Zanim odstawisz od piersi spróbuj:
- karmić dziecko śpiąc
- spać w dzień (wykorzystuj drzemki dziecka!)
- kłaść się wcześniej spać
- spać z dzieckiem, jeśli nie praktykowałaś tego wcześniej - obecność rodzica może wpłynąć kojąco na jakość snu malucha
- obniżyć standardy w domu - nieumyte naczynia nie są aż tak ważne jak Twój sen
- zadbać o zdrową, zróżnicowaną, pełnowartościową dietę
- pić dużo wody i melisy
- prosić o pomoc partnera, rodziców, przyjaciół (wyręczenie w obowiązkach domowych lub zabranie dziecka na spacer, gdy Ty w tym czasie możesz uciąć sobie drzemkę mogą baardzo pomóc)
- spotykać się z innymi dorosłymi, których towarzystwo działa na nas pozytywnie
- zadbać o ruch, najlepiej na świeżym powietrzu
- przekonać się, że nocne pobudki to nic aż tak dziwnego, o czym można przeczytać tutaj (
KLIK)

● **Lista zadań**
(1) Co według tekstu o odstawianiu od piersi należy pić w dużych ilościach?
(2) Powtórz bez zmian fragment tekstu o odstawianiu od piersi: zacznij od słów „Zanim odstawisz od”, a skończ po słowach „mogą baardzo pomóc)”.
Wiersze nie mają żadnego związku z powyższym tekstem.

● **Dane do lokalizowania fraz**

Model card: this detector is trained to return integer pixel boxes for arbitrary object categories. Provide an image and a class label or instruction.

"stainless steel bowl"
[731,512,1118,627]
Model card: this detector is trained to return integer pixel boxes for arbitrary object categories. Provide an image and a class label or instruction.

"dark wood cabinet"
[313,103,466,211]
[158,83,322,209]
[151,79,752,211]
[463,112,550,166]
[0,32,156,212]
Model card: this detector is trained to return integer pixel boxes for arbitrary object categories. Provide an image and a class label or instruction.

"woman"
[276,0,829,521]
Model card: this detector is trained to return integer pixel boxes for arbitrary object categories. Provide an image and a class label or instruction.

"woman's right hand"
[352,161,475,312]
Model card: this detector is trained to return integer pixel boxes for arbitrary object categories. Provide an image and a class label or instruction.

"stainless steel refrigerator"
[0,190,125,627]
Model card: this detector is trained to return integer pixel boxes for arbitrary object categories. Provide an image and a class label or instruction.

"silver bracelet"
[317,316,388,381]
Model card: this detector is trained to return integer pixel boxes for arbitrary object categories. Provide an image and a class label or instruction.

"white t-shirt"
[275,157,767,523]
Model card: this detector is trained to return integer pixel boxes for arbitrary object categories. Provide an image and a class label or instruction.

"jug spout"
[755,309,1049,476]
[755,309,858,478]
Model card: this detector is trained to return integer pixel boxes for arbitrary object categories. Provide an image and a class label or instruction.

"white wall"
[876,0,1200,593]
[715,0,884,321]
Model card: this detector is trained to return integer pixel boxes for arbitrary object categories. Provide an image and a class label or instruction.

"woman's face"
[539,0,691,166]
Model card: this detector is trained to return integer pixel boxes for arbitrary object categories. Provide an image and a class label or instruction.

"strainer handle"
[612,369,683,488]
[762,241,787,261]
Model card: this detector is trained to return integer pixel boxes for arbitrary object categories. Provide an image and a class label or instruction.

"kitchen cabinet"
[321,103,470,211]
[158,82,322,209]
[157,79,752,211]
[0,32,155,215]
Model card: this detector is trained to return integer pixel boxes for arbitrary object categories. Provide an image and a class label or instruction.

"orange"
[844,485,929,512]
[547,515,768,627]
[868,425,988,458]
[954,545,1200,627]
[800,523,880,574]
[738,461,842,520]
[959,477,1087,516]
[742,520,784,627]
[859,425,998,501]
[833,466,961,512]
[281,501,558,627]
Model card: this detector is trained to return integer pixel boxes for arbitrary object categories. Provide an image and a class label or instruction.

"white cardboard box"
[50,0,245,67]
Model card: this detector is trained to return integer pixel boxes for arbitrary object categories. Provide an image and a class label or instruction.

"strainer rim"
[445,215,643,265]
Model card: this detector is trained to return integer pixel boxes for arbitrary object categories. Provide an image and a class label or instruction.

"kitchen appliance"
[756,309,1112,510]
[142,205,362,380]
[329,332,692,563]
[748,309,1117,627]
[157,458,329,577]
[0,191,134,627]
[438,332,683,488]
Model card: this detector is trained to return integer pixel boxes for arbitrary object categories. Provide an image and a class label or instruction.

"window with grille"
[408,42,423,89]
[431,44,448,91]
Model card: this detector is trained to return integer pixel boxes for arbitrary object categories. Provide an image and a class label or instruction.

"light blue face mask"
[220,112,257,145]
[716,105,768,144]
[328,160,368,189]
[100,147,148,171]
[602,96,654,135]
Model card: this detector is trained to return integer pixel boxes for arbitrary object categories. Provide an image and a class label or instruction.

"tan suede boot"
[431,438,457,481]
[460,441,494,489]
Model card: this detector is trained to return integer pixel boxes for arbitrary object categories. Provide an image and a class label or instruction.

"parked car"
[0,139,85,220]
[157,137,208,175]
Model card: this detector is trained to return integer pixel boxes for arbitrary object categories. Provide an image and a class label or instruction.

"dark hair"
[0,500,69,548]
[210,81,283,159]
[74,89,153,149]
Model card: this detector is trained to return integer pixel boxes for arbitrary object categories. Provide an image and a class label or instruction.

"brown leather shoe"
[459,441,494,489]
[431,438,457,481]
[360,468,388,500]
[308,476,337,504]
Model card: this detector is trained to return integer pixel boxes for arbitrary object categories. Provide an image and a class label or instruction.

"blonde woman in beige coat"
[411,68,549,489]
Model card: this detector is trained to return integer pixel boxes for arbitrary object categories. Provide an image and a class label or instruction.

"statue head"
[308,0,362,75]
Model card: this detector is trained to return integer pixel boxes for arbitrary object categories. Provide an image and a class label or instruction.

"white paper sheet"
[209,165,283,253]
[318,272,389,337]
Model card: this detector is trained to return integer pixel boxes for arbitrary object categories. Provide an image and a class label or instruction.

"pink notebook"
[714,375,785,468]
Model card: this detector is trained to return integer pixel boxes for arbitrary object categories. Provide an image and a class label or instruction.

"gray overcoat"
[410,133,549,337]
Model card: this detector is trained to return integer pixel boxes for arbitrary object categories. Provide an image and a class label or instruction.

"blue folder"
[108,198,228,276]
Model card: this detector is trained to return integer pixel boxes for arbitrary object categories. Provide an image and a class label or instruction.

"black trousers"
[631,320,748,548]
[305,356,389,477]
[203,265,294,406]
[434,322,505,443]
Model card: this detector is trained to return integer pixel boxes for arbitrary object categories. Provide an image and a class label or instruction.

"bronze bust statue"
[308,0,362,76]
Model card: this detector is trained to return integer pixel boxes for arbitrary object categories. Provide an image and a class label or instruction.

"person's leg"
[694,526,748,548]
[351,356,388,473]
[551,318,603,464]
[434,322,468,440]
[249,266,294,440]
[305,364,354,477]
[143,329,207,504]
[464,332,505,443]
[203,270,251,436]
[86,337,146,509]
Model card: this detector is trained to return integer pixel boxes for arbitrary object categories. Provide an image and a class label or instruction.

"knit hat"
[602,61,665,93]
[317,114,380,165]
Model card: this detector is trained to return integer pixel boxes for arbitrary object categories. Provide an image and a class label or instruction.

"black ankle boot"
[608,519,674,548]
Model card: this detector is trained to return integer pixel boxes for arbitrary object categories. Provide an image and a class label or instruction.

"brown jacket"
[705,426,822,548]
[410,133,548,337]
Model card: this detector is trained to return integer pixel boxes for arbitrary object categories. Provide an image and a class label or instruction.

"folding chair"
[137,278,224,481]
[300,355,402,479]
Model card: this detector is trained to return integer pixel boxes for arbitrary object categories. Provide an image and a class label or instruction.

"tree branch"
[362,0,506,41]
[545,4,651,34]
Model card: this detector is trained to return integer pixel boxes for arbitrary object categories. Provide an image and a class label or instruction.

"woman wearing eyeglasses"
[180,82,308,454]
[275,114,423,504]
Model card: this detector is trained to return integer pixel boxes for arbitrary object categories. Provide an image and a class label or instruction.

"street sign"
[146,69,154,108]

● **Rozwiązania zadań**
(1) Wodę i melisę.

(2)
Zanim odstawisz od piersi spróbuj:
- karmić dziecko śpiąc
- spać w dzień (wykorzystuj drzemki dziecka!)
- kłaść się wcześniej spać
- spać z dzieckiem, jeśli nie praktykowałaś tego wcześniej - obecność rodzica może wpłynąć kojąco na jakość snu malucha
- obniżyć standardy w domu - nieumyte naczynia nie są aż tak ważne jak Twój sen
- zadbać o zdrową, zróżnicowaną, pełnowartościową dietę
- pić dużo wody i melisy
- prosić o pomoc partnera, rodziców, przyjaciół (wyręczenie w obowiązkach domowych lub zabranie dziecka na spacer, gdy Ty w tym czasie możesz uciąć sobie drzemkę mogą baardzo pomóc)